GIVEN REQUEST. Copy the material word for word, from its very first line down through the line containing "132,0 -> 150,9", including that line.

(Dataset records)
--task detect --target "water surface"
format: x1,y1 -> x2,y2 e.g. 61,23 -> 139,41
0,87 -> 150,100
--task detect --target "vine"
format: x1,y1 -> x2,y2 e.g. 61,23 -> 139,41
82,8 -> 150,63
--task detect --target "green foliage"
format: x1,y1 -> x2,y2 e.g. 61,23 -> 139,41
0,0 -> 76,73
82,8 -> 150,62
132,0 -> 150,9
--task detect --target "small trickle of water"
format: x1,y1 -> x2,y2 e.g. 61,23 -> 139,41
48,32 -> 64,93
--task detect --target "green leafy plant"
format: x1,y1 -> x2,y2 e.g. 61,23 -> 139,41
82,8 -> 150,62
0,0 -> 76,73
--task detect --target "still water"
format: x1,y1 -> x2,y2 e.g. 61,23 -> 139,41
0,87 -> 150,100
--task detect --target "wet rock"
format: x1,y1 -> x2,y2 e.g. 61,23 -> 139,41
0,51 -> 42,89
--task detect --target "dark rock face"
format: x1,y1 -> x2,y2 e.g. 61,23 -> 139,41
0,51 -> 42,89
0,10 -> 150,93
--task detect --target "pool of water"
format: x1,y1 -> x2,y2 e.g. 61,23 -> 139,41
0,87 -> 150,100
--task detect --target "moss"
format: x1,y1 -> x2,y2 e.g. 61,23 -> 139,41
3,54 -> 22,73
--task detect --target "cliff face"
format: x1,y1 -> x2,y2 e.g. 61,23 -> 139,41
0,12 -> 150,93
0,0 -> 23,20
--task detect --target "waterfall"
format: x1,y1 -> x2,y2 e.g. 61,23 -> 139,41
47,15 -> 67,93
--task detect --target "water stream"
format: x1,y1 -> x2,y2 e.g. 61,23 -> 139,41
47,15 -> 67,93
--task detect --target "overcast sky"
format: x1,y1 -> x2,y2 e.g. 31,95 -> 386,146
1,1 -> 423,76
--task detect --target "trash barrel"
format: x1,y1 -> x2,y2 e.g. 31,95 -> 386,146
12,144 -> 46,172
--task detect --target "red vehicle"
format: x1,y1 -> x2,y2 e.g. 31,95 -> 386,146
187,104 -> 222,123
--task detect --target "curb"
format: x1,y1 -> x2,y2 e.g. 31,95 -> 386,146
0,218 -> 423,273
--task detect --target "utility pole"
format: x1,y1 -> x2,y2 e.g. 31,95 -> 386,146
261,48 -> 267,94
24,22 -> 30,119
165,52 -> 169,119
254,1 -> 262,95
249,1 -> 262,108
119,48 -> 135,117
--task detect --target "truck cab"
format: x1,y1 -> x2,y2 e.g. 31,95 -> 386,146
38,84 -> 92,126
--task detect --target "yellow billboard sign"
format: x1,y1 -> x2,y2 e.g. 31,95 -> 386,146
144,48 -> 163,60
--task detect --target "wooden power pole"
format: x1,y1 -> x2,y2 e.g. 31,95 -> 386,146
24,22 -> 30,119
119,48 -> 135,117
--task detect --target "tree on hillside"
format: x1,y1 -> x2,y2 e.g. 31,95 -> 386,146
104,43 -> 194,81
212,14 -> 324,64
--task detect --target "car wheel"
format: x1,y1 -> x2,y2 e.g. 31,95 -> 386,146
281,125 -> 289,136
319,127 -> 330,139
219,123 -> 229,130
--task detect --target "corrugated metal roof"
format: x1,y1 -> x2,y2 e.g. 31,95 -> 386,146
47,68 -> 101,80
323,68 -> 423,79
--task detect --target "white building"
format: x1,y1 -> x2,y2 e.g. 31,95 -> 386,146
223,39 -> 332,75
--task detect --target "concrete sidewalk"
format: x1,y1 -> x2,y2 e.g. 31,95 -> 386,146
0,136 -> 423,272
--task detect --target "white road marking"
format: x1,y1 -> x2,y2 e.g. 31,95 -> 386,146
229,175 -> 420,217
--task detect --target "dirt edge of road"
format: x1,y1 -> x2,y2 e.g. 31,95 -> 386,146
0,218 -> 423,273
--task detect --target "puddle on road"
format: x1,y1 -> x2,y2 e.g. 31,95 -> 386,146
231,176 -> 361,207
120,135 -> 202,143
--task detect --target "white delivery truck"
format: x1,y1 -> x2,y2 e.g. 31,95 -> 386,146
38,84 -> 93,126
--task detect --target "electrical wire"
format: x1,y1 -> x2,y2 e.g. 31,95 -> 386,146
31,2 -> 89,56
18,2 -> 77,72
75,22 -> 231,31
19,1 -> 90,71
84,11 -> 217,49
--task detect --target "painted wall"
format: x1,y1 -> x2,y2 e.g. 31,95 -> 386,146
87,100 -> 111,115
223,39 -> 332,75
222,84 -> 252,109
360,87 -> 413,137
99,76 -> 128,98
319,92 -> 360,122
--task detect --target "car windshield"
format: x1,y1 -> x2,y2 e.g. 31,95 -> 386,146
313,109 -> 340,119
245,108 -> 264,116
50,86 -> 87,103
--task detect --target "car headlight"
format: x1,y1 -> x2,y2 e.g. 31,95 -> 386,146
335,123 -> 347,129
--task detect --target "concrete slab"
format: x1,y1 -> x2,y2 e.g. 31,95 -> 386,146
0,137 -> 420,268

ANSWER.
--task detect --target "water surface"
format: x1,y1 -> x2,y2 e.g. 61,23 -> 139,41
0,87 -> 150,100
--task detect --target "vine"
format: x1,y1 -> x2,y2 e.g. 61,23 -> 139,41
82,8 -> 150,63
--task detect --target "green foliage"
format: x1,y1 -> x2,y2 e.g. 61,23 -> 139,41
0,0 -> 76,73
82,8 -> 150,62
132,0 -> 150,9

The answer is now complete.